• [Work instructions]:
An exact copy of all the data below is required.

##### Material for this task

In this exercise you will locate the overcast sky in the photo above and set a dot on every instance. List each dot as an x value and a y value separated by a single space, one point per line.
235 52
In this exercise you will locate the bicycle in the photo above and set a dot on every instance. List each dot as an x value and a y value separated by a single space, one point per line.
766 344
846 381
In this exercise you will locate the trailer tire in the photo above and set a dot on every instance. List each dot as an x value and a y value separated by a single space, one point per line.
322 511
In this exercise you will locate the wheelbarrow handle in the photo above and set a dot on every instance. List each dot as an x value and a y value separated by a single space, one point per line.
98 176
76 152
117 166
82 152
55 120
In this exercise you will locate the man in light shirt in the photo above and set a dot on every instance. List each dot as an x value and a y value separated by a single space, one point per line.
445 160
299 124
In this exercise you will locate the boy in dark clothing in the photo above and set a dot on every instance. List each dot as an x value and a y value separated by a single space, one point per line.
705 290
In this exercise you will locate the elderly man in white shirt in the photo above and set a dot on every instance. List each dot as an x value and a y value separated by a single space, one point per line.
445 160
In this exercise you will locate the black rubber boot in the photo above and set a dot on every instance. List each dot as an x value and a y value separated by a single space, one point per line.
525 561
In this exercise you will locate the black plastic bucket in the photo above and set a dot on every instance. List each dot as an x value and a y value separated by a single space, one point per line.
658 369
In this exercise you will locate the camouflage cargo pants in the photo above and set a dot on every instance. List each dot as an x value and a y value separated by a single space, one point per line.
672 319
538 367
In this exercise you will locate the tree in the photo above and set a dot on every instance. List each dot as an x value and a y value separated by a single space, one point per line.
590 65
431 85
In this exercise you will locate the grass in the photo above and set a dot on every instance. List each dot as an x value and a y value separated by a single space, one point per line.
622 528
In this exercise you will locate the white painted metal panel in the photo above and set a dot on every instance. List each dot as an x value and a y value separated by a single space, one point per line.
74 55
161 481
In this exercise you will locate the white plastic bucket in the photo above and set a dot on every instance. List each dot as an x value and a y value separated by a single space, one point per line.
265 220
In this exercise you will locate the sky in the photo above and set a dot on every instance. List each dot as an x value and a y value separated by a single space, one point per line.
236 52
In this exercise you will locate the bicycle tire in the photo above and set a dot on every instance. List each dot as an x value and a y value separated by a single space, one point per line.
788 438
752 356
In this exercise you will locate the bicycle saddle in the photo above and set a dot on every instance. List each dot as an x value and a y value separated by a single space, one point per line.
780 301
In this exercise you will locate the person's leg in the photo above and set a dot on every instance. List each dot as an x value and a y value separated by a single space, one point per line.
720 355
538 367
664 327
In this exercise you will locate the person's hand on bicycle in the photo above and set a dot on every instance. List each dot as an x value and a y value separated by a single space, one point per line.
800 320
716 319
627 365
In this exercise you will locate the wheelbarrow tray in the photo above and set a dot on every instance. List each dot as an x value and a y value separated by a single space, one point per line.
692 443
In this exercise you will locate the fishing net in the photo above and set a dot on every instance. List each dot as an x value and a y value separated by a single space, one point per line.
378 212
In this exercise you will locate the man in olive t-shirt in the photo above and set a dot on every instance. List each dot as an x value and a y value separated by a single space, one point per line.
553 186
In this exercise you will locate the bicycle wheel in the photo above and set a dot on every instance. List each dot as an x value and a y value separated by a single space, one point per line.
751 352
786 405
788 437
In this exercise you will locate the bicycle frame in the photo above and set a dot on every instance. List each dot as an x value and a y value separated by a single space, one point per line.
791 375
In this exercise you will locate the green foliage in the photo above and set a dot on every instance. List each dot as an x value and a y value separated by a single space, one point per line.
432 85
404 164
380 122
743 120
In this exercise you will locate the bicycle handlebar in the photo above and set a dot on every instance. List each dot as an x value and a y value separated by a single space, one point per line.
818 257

##########

• [Expected answer]:
In this exercise you will locate the overcast sky in the photo above and set a dot on every instance. List each dot as an x value and a y value separated by a single space, one point per line.
235 52
In this exercise you will locate the bicycle in the photo above and set a dot on every instance. List each dot as an x value and a y value separated by a single space, one point per line.
766 344
846 381
In this exercise you will locate the trailer tire in the photo above and set a dot on every instance. List each dot as an x value and a y value separated by a single space, one point per line.
322 511
In this exercise you will locate the wheelbarrow handle in the photo above and set a dot on every instance. List each dot as an x value and a y value separated by a single space, one point per line.
98 176
76 152
117 166
82 152
55 120
In this exercise you will locate the man in light shirt in the photo above and set a dot on every instance. List each dot as an x value and a y value separated by a single space, one point per line.
445 160
299 124
In this exercise you will locate the boy in dark clothing in the photo above and set a dot on every instance. List each dot as an x value and a y value separated by a single space, one point per line.
705 290
In this exercise you will locate the elderly man in white shirt in the photo above and set a dot on every instance. List each dot as an x value and a y value separated by a single space, one point per line.
445 160
In this exercise you will locate the black rubber boot in the photo above and set a dot on every instance. List each dot as an x value and a y value separated by a single space, one point per line.
525 561
In this exercise you will locate the black plastic bucket in the photo above and set a dot on every instance. List each dot as an x value and a y value separated by a single space, one point per line.
658 369
In this exercise you will locate the camouflage cargo pants in the photo above and set a dot on every instance. List each dot as an x value and a y value separated by a single space, one point per line.
672 319
538 367
In this exercise you will locate the tree in the photo above and set a dot on every instance. List each dot as an x value and a y value separated by a single space, one point per line.
590 65
431 85
In this exercise you will locate the grass in the photo above and set a dot on every instance. List each dot as an x value and a y value separated by a single space, one point per line.
622 528
In this exercise you will locate the white painted metal panel in the photo above and set a dot on every instance. List each dot as an x value and a y value separated by a single space, one point per line.
74 55
161 481
In this exercise you will locate the white plastic bucket in the photo above and set a dot on every instance. List each dot as an x value and a y value separated by a single space, one point per line.
265 220
In this exercise you will locate the sky in the photo above and set a dot on every instance. List each dot as an x value and a y value separated by a single space, one point per line.
236 52
In this exercise you will locate the bicycle tire in the photo above and set a dot on every instance. List each dot as an x value and a y value separated by a single space, one point per line.
788 438
752 356
In this exercise you will locate the bicycle saddle in the photo above and set a dot on every instance. List each dot as an x value and a y value separated by a single space, one point per line.
780 301
In this exercise you will locate the person's leg in the photo above and set a dot on every instance. List each dot as an x value and a y value separated by a single space, one point per line.
720 355
538 367
664 327
In this exercise you will locate the person's hand on bicycle in the photo above and set a dot on every instance. List each dot as an x value and a y value separated by a single space, one point per line.
800 320
716 319
627 365
In this exercise you will locate the wheelbarrow tray in the photo above and set a dot on every instance. List each dot as an x value and a y value separated by a single space, one point per line.
692 443
In this exercise you will locate the fishing net in the photo above and set a dot on every instance. List each dot as an x value and a y value separated by a single space, one point per line.
378 212
In this exercise you will locate the man in olive t-shirt in the photo above and set a dot on every instance. List each dot as an x value and a y value separated by a single space, one point per line.
553 186
In this exercise you will locate the bicycle wheel in the photo above and set a dot on every instance. List each dot as an x value and a y value separated by a single space, one point per line.
751 352
786 405
788 437
In this exercise you will locate the bicycle frame in the photo above and set a dot on every instance. List each dot as an x value and a y value separated by a single space, one point per line.
791 375
In this exercise you will locate the green foliage in the photo above and set a dot on every instance. List each dot as an x value and a y value separated by a single space, one point per line.
432 85
404 164
380 122
743 120
In this exercise you will locate the bicycle handlebar in the photo above and set a dot on every instance. List each dot as an x value and a y value separated by a single space, one point per line.
818 257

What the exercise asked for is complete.